In the drawings, like or similar elements are designated with identical reference numerals throughout the several views, and the various elements depicted are not necessarily drawn to scale. Referring now to FIG. 1, depicted therein is a perspective view of a presently preferred exemplary embodiment of a bumper repair tool 100, hereinafter "hook bar," provided in accordance with the teachings of the present invention. A shank 102 of suitable length, and preferably of substantially rectangular cross-section and formed from a suitable grade of steel (for example, spring steel) comprises a major portion of the hook bar 100. The shank 102 is preferably provided with a first hook end 108A and a second hook end 108B, each of which hook ends tapers to a thin edge, 109A and 109B, respectively. The thin edges are adapted for being positioned, by way of prying, underneath a sheet metal surface, such as a bumper surface, that may be closely held against a solid part.

In the presently preferred exemplary embodiment, the shank 102 is approximately 25 inches in length (labeled as "L" and measured along a longitudinal axis 101 of the hook bar 100) and essentially straight, but preferably tapers slightly toward the hook ends 108A and 108B, forming a first neck 106A and a second neck 106B, respectively. The thickness (labeled as "T") of the shank 102 is about 0.5 inch in a middle portion 104, whereas it tapers to about 0.25 inch near the necks. The width (labeled as "W") of the shank 102 is preferably about 2.5 inches at the middle portion 104, although it tapers slightly towards the necks. Preferably, the tapering in thickness starts from taper lines 118A and 118B at the necks 106A and 106B, respectively. In addition, the tapering in width starts from taper lines 119A and 119B at the necks 106A and 106B, respectively.

Supplied material
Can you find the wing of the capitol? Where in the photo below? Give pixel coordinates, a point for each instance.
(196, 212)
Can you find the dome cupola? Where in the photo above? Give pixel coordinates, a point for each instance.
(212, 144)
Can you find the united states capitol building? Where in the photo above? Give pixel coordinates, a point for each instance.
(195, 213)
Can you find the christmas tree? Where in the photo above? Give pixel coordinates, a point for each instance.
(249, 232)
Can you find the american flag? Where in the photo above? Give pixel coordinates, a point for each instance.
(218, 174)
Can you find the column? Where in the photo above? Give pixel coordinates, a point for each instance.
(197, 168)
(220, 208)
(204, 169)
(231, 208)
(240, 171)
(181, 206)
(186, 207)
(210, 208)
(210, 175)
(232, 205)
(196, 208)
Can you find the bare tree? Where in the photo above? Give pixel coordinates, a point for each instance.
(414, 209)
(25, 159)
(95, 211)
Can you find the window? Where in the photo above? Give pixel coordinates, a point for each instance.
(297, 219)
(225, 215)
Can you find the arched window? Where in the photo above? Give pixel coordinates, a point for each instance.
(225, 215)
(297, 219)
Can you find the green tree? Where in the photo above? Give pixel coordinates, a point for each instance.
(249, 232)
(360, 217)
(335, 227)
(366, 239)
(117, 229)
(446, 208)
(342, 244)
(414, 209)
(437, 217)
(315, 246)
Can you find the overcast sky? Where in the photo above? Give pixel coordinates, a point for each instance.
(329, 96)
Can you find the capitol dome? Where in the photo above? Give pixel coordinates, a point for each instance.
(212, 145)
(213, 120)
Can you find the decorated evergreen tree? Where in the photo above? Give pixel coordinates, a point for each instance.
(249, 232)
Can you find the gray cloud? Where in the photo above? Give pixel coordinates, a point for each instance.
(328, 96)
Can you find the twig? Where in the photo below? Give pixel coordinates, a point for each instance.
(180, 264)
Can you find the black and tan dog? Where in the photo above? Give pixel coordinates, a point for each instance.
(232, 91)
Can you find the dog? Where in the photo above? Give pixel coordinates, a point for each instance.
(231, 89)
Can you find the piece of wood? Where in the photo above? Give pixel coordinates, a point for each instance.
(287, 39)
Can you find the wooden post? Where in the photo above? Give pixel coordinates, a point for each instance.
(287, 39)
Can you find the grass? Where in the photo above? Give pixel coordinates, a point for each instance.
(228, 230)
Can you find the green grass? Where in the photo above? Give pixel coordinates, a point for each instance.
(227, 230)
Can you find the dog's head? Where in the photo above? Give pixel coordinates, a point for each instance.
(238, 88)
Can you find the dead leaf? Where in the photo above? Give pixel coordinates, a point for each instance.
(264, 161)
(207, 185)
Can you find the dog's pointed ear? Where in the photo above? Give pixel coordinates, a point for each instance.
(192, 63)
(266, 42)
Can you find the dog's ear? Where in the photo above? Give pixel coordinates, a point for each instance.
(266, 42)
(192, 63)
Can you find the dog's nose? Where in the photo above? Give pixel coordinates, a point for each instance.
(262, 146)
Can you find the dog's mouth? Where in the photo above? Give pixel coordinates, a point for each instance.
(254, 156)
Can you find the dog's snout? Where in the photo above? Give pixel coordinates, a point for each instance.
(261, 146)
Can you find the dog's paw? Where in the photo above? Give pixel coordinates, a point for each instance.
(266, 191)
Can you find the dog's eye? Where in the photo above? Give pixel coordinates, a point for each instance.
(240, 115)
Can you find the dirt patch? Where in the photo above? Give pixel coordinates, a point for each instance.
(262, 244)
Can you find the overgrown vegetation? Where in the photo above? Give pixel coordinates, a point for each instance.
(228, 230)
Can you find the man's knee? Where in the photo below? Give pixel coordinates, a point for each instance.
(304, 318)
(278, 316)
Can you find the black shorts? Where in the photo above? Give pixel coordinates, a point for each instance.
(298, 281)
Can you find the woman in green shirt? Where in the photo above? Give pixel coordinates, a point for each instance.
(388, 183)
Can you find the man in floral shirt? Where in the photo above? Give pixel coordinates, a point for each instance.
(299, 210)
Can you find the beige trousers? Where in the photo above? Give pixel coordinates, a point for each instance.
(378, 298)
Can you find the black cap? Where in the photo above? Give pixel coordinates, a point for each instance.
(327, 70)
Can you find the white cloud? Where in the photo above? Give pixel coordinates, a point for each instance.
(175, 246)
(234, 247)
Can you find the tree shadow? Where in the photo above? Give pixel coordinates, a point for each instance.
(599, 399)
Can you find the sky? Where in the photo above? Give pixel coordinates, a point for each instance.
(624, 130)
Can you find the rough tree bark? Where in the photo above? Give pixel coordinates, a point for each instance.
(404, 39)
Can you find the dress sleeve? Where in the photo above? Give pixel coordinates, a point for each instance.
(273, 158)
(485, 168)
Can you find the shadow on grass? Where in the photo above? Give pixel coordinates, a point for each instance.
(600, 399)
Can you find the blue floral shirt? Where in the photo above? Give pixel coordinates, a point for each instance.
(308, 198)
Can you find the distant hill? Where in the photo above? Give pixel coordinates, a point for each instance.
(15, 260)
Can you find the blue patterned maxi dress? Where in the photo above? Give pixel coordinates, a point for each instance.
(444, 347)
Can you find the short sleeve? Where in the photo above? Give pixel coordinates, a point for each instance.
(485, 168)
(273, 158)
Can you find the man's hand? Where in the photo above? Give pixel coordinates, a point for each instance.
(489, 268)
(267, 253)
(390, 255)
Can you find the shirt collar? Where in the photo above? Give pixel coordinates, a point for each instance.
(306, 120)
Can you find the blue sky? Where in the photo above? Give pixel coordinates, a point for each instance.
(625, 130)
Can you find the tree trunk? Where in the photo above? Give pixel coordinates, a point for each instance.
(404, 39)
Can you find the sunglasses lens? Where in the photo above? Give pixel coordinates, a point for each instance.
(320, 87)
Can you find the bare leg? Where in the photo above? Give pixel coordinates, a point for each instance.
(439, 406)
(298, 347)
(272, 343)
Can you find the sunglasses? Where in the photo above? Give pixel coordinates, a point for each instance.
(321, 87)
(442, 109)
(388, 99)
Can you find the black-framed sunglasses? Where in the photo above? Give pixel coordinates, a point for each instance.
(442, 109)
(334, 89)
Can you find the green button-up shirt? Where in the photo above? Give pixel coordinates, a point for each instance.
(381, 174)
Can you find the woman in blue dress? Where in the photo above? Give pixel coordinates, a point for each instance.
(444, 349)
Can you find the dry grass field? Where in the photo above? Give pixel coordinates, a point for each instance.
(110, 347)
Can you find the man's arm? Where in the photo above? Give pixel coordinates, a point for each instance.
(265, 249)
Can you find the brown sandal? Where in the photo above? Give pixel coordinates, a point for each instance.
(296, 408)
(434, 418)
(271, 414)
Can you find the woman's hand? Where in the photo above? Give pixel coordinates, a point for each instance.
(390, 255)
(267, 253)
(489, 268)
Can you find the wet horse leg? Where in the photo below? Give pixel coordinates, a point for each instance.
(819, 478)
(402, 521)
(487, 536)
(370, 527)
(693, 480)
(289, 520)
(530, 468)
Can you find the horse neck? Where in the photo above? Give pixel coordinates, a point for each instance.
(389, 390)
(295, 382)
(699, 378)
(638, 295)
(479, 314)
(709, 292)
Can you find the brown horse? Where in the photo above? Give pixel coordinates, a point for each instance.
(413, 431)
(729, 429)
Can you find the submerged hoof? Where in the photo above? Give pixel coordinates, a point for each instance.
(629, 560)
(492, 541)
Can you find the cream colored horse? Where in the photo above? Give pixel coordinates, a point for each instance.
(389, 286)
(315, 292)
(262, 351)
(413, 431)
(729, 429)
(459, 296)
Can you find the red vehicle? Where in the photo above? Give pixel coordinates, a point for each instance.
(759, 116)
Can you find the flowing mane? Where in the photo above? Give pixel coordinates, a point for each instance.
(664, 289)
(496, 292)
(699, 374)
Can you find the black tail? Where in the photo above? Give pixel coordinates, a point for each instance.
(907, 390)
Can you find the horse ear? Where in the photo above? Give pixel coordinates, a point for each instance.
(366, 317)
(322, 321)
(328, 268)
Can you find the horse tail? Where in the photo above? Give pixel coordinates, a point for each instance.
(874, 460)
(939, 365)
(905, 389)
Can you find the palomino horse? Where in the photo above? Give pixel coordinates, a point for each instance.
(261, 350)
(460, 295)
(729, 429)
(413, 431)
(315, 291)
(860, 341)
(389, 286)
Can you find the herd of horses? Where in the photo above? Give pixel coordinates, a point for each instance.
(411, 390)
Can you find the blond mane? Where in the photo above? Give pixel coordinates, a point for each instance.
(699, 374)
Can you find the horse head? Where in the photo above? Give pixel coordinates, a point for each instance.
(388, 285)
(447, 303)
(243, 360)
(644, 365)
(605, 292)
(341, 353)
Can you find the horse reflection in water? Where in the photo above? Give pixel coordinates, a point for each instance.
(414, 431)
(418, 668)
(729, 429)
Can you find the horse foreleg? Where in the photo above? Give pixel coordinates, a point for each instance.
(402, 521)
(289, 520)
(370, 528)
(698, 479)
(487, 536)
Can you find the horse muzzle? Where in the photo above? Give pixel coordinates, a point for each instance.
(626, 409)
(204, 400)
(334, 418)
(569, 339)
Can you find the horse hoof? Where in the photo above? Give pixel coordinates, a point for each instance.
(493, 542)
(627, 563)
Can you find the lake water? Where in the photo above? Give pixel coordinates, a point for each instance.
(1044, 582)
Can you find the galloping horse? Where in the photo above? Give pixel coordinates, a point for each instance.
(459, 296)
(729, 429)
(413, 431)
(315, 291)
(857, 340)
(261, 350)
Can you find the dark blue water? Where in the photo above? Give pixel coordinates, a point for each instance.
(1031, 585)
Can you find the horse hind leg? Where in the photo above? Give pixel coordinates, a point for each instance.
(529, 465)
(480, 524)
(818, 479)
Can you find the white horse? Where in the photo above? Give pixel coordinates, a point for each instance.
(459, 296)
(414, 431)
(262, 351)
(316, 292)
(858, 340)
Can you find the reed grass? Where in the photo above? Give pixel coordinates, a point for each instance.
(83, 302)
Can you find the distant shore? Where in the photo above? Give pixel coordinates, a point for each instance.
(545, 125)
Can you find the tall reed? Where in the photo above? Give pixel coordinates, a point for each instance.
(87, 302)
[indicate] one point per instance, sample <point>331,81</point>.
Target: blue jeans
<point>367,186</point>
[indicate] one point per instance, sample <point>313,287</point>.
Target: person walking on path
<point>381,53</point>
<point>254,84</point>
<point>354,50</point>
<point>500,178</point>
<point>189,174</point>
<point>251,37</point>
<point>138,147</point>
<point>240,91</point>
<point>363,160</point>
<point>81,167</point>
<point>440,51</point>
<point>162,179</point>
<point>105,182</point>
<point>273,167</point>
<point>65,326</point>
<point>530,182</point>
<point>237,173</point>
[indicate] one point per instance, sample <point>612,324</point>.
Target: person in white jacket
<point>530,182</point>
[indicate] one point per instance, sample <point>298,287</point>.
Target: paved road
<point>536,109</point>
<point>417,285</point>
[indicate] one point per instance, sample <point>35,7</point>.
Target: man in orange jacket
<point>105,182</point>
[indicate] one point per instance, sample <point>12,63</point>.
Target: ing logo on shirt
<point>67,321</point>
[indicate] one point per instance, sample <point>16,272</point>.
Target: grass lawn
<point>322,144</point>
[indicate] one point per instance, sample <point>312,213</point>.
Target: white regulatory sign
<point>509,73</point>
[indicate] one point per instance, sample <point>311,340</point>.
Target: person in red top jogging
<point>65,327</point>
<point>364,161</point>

Required actions
1) In the hook bar description, how thick is the shank at its middle portion?
2) Carry the bumper repair tool description forward from its last sentence.
The data can be set aside; it plays no part in what follows.

Final answers
1) About 0.5 inch.

2)
The hook ends 108A and 108B are curved approximately 180° with different radii of curvature with respect to the necks 106A and 106B such that the thin edges 109A and 109B are disposed over the body of the shank 102 with different gaps. For example, with respect to the hook end 108A, a gap 122A between the thin edge 109A and the neck 106A is shown. Similarly, a gap 122B is shown between the thin edge 109B and the neck 106B at the hook end 108B. The gap 122A is preferably provided to be smaller than the gap 122B, so that different bumper styles may be accommodated, both in terms of models as well as with respect to whether the bumper is a front-end bumper or a rear-end bumper.

In accordance with the teachings of the present invention, a pair of opposing notches or indentations are provided at the curvature of the necks, one on each side of the neck. For example, notches 110 and 112 are provided at the curvature of the neck 106A. Similarly, notches 114 and 116 are provided at the curvature of the neck 106B. The notches are provided as part of the hook bar 100 of the present invention in order to maximize the contact surface between the hook end and the bumper surface when the hook bar is engaged. Further, while the contact surface is maximized, thereby increasing the amount of force available for pulling or straightening the bumper, the notches also reduce the probability of tearing or scratching of the bumper material.

Continuing to refer to FIG. 1, one or more apertures or holes, for example, aperture 120, are provided in the body of the shank 102. Preferably, the apertures are substantially square in shape and are about 1.5 inches per side. These apertures are preferably substantially aligned or centered with the longitudinal axis 101 of the hook bar 100. As will be described in greater detail hereinbelow, the apertures operate as fulcrum points with different lengths for applying a force when a bar of sufficient length is engaged therethrough.

Referring now to FIGS. 2A through 2C, depicted therein are front, plan (top) and end views, respectively, of the hook bar 100. The different sizes of the gaps 122A and 122B between the thin edges and the corresponding necks are more clearly shown in the front view of the hook bar 100. The larger gap 122B is achieved by having a radius of curvature 121 B that is larger than a radius of curvature 121 A associated with the gap 122A. Also, the tapering of the shank 102, both in thickness and in width, is better depicted in these views. One of the end views, corresponding to the hook end 108A, is shown in FIG. 2C, wherein the notches 112 and 110 are more clearly shown.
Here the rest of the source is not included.